▶ **SOURCE**
# Went to the club today....



## RAMROD48 (Jun 13, 2010)

Needed a little break from everyone and everything, was really hoping no one was there, so i could just shoot and have some time to myself...

I got my wish....had the whole place to myself for about 4 hours....

some 5 shot groups
All shot at 50 yards with Savage BTVSS .22







top left target of 4, was a 10 shot warm up group...






Close up of target 4 






Tree rats and chipmunks beware....you mess with my new house you get the lead poising


----------



## tree md (Jun 15, 2010)

Tree rats beware...


----------



## wigglesworth (Jun 15, 2010)

RAMROD48 said:


> Needed a little break from everyone and everything, was really hoping no one was there, so i could just shoot and have some time to myself...
> 
> I got my wish....had the whole place to myself for about 4 hours....
> 
> ...



Good looking groups. I built a Savage Mark II BV shortly after they came out, put the BVSS stock on it, pillar bedded it and reworked the accutrigger. It was a true one holer at 50 yards. I still carry a target in my pocket with a 5 shot group that measures .215 center to center. They are sweet shooters for shure.


----------



## DANOAM (Jun 15, 2010)

Nice shootin. I decided to rest one of my 10/22's this weekend and zero it. Couldn't figure out why it wouldn't hold. DOH! loose scope mount screws. Even at that, I was shooting 1 1/2 inch groups at about 75 yds. It's a great squirrel gun!


----------



## Taxmantoo (Jun 15, 2010)

tree md said:


> Tree rats beware...



When I was a teen, I used to trim 1/8"-1/4" twigs with a Glenfield 60 at varying ranges. Very few misses. Either I or the gun have become a good bit less accurate in the last 30 years.


----------



## CrappieKeith (Jun 15, 2010)

Nice shootin boys!!!
When I was a younin I'd shoot them with my recurve....did go through some arrows!


----------

▶ **DATA LISTING**
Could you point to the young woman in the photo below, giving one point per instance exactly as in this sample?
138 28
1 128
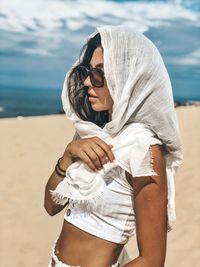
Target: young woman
116 175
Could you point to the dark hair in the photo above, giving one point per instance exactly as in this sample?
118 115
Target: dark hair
78 92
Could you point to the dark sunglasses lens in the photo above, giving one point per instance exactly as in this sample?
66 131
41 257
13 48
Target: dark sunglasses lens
97 77
83 72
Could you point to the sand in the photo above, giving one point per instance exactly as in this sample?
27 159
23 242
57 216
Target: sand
29 150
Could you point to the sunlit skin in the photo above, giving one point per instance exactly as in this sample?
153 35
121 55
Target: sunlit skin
76 246
100 98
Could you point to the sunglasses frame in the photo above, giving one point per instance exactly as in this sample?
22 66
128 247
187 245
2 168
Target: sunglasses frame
82 68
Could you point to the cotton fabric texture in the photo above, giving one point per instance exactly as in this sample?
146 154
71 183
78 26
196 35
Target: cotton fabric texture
143 109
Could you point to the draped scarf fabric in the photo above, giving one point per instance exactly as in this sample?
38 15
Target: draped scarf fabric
143 111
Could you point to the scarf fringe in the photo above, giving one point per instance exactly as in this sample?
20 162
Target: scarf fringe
88 204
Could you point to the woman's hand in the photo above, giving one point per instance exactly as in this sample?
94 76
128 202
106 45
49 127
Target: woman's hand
93 151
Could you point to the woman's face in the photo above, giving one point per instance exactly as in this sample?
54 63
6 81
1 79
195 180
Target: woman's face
99 98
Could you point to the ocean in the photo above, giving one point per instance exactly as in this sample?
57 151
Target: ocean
40 40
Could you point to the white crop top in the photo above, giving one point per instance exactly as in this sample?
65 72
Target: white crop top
113 217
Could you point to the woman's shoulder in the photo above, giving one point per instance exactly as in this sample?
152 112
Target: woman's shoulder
158 164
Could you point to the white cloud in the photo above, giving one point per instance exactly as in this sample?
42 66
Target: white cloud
190 59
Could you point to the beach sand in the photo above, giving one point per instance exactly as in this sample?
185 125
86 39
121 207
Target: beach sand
29 151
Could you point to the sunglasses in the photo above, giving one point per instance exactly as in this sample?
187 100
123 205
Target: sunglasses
96 75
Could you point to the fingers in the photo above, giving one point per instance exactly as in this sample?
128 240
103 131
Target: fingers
105 147
97 155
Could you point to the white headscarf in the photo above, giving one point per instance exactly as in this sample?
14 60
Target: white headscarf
143 109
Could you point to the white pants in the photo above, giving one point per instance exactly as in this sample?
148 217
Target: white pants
55 262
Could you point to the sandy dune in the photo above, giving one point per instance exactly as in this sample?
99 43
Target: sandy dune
30 148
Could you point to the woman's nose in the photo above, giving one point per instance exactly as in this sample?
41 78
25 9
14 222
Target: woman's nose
87 82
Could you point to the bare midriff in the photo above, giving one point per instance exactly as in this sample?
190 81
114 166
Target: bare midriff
78 248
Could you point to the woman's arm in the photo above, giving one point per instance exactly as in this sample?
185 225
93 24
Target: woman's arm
150 205
51 207
92 151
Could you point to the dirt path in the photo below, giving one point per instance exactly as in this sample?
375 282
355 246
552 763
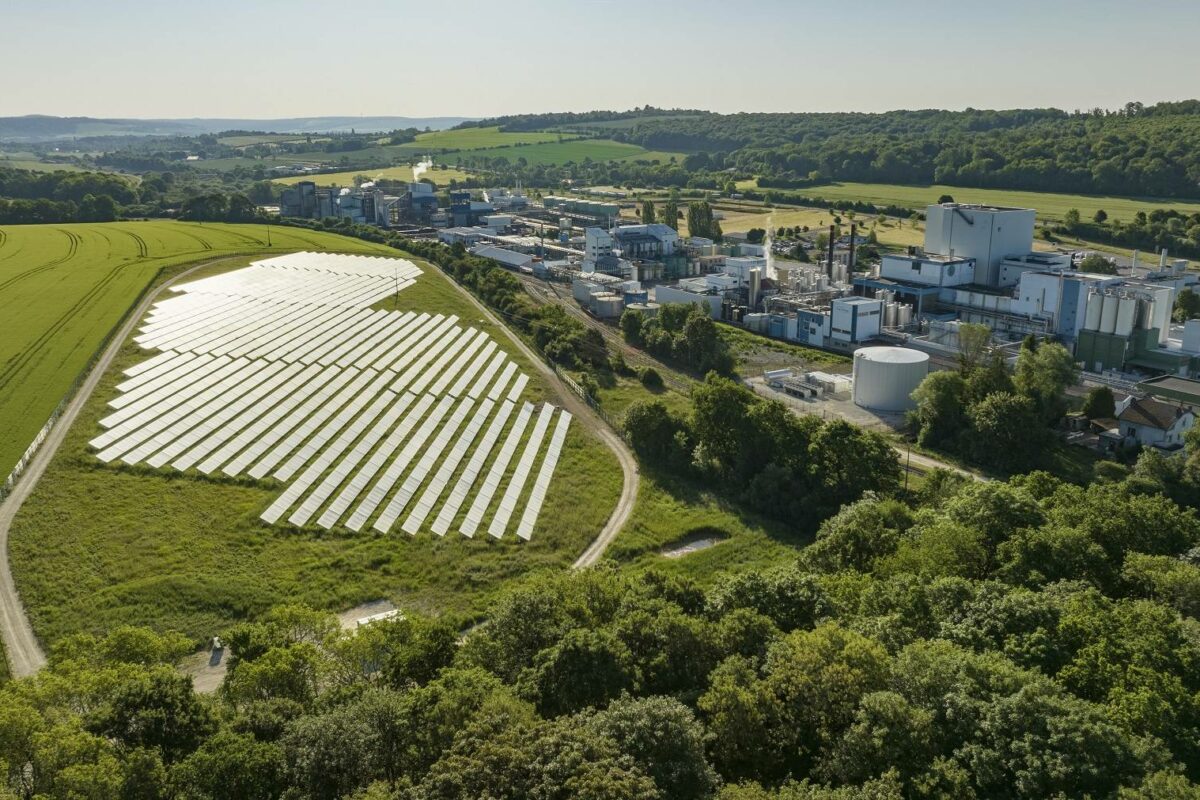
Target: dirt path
582 411
25 655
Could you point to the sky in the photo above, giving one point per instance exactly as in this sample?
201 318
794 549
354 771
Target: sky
468 58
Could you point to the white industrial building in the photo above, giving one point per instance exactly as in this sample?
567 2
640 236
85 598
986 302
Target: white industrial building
983 233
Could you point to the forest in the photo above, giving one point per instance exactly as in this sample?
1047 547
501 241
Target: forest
1008 639
1137 150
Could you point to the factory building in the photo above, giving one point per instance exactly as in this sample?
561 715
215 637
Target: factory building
466 210
649 241
985 234
299 200
592 211
365 205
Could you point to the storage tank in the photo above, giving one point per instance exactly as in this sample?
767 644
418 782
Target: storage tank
1092 316
1127 311
645 308
885 377
1109 313
607 305
1192 336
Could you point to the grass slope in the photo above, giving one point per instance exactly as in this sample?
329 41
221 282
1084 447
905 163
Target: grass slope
63 288
99 546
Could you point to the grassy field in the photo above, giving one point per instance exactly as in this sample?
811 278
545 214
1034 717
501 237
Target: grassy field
63 288
1050 206
37 166
97 546
561 152
439 176
475 138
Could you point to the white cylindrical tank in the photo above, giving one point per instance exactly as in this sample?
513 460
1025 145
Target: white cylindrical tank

▶ **CHALLENGE**
In the forum thread above, what turned out to be the reason the 10/22 would not hold its zero?

▶ **TASK OUTPUT**
Loose scope mount screws.